Please copy the lines below word for word, beginning with the line that contains "Find every instance of the farmhouse" and continuing through the last line.

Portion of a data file

■ ■ ■ ■ ■ ■ ■

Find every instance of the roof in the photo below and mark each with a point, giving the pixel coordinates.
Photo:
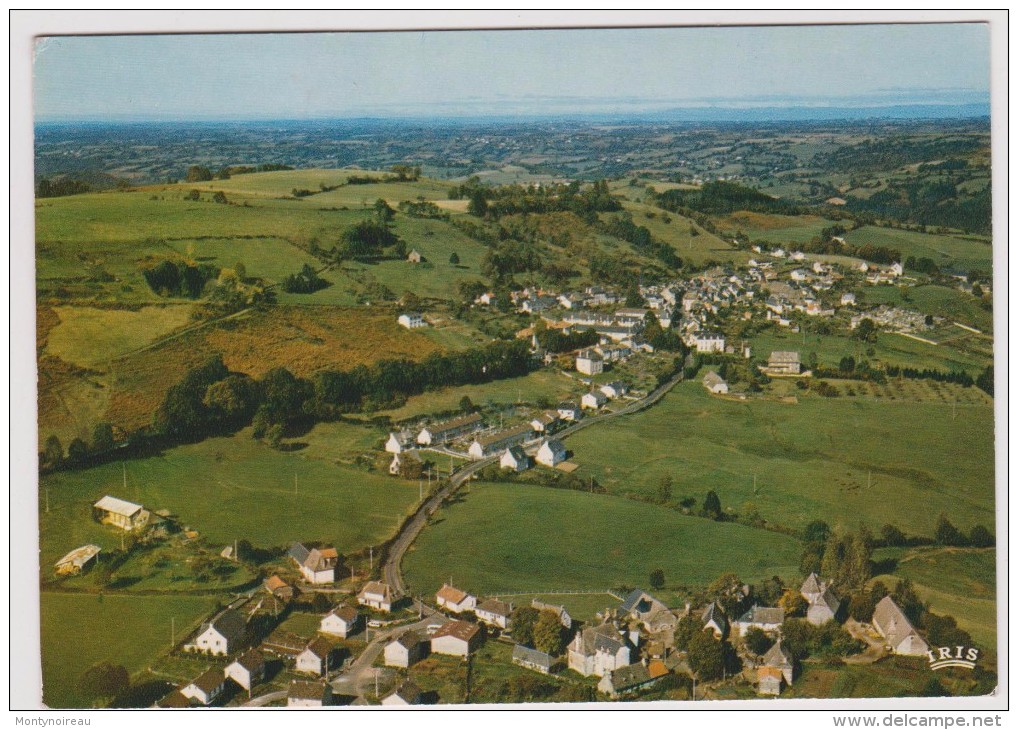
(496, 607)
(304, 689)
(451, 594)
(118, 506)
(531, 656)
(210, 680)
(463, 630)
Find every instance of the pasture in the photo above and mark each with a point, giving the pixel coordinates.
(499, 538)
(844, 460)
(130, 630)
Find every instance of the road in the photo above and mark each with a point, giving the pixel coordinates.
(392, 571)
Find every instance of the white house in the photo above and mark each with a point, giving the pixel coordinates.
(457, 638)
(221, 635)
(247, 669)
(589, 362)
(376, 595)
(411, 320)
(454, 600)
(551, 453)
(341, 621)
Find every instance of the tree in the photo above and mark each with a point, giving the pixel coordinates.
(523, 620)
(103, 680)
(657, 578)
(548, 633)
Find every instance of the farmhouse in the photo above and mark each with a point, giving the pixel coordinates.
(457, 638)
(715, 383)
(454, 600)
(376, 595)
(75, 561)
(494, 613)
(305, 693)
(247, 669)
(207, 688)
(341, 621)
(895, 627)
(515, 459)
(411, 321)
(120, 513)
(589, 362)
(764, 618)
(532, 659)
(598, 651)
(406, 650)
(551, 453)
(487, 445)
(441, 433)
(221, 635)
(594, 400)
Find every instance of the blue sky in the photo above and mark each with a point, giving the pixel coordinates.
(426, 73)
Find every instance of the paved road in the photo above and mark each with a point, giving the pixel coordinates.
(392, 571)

■ ■ ■ ■ ■ ■ ■

▸ THE RESPONSE:
Find every instance of the farmhouse in the photo above and mark each with a point, giving the pixel coordinates.
(457, 638)
(715, 383)
(454, 600)
(376, 595)
(75, 561)
(494, 613)
(305, 693)
(247, 669)
(207, 688)
(341, 621)
(895, 627)
(515, 459)
(411, 321)
(120, 513)
(589, 362)
(764, 618)
(532, 659)
(598, 651)
(406, 650)
(551, 453)
(487, 445)
(441, 433)
(221, 635)
(594, 400)
Find every instance of the blue sky in the photo above and mark each with a point, giving the pixel coordinates.
(426, 73)
Find every instance of the paved road in the photo above and mark each with a point, giving the pixel coordinates.
(392, 571)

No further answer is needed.